Problema proposto —
Localize todas as linhas dos registros que contêm a palavra "black" e copie-as. Maiúsculas e minúsculas devem ser diferenciadas.

Registros listados —
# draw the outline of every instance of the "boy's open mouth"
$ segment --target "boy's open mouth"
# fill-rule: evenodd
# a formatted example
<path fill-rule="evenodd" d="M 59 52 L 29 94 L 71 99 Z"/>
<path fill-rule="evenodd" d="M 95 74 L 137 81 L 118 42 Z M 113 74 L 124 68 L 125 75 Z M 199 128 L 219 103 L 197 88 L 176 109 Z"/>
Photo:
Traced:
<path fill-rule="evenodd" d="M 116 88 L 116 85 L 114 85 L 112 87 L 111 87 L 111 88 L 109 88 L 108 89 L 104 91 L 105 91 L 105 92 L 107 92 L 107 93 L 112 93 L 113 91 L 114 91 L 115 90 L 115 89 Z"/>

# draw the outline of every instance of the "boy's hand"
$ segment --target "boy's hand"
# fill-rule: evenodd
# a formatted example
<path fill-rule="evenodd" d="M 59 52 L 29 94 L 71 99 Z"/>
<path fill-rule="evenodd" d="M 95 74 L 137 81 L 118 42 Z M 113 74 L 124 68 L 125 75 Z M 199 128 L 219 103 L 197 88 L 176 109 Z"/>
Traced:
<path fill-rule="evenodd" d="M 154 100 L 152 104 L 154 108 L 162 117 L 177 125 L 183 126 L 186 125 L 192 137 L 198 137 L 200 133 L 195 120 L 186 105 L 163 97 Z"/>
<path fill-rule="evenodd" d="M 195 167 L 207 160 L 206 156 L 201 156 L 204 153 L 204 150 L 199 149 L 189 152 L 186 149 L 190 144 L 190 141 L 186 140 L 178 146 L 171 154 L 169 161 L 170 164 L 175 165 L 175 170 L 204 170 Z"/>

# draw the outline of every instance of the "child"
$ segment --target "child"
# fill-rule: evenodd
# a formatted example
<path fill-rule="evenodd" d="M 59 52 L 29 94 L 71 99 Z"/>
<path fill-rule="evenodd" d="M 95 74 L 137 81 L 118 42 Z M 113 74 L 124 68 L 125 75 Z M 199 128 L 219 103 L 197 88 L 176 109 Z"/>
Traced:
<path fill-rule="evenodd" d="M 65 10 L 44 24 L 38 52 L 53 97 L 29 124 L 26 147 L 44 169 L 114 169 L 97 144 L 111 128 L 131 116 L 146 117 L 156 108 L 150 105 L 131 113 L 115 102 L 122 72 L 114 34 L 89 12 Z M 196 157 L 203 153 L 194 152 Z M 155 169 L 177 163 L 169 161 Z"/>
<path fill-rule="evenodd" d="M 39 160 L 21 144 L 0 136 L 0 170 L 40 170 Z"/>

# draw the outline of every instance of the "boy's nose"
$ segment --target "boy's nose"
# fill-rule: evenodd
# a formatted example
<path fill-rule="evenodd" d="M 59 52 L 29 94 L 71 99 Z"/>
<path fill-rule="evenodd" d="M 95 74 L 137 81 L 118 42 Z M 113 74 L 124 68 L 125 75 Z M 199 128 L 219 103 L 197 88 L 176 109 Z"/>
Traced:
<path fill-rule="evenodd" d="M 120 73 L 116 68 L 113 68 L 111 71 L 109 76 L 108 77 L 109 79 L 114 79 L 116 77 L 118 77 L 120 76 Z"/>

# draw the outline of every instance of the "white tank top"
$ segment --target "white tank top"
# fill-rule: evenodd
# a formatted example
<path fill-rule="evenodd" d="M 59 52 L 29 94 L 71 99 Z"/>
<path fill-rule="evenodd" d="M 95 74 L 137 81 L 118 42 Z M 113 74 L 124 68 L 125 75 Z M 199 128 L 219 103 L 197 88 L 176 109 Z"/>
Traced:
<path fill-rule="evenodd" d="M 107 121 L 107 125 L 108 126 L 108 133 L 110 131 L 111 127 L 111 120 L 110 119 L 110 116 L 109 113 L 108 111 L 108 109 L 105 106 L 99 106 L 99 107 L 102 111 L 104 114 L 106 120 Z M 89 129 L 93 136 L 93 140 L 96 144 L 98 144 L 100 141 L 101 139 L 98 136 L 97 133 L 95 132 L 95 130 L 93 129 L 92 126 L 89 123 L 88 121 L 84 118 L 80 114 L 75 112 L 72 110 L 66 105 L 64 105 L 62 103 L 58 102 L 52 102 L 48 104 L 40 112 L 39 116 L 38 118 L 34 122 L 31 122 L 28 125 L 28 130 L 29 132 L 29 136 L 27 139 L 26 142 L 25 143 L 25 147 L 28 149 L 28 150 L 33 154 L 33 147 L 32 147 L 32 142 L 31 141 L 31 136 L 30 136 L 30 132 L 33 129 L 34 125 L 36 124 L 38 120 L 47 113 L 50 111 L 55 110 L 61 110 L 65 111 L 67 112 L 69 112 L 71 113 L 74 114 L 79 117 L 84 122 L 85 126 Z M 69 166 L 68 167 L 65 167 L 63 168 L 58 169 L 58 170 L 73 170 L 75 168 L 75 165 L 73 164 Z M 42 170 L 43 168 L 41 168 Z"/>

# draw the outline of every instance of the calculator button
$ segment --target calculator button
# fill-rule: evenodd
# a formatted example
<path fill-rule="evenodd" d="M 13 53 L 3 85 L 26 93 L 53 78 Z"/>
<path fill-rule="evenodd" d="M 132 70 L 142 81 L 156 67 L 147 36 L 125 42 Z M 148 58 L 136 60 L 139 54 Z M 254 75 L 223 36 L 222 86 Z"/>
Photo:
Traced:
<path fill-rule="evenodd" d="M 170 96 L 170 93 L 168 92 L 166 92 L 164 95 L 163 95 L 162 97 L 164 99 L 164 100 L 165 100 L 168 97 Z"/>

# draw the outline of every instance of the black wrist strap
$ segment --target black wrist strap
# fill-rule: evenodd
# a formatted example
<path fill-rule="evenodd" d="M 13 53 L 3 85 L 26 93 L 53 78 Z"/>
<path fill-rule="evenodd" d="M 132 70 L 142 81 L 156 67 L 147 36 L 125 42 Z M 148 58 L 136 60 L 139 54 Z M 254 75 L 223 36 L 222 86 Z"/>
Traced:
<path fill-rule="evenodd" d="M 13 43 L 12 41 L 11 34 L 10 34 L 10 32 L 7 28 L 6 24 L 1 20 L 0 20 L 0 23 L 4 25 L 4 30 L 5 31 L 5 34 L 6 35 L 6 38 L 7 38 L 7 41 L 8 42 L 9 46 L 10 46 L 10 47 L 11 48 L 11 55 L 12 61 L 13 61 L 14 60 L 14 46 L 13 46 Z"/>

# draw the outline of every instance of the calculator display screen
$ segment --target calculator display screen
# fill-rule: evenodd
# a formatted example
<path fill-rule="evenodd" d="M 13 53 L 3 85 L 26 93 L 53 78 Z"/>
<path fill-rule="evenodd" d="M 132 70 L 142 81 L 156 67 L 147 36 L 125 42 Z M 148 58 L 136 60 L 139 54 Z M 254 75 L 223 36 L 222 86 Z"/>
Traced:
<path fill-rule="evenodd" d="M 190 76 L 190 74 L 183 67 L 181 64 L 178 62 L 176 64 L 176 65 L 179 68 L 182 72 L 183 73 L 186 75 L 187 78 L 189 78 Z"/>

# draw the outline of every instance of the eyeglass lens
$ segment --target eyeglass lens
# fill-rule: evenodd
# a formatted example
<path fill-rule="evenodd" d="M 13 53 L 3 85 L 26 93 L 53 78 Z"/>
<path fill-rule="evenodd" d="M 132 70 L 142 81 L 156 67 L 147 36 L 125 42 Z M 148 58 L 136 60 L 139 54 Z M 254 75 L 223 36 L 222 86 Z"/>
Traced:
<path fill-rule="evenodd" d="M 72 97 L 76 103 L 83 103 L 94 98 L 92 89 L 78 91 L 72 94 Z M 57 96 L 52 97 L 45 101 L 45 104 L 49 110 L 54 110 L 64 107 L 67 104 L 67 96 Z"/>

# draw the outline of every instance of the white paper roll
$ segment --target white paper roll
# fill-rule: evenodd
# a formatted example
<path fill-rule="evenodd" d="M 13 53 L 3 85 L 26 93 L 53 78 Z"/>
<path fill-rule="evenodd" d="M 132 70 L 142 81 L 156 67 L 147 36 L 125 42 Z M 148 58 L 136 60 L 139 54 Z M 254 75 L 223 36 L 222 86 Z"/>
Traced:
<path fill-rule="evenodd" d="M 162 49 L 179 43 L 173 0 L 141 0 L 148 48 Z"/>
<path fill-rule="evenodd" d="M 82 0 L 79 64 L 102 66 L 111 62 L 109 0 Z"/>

Resolução detalhada —
# draw the outline of every instance of the black wrist strap
$ segment --target black wrist strap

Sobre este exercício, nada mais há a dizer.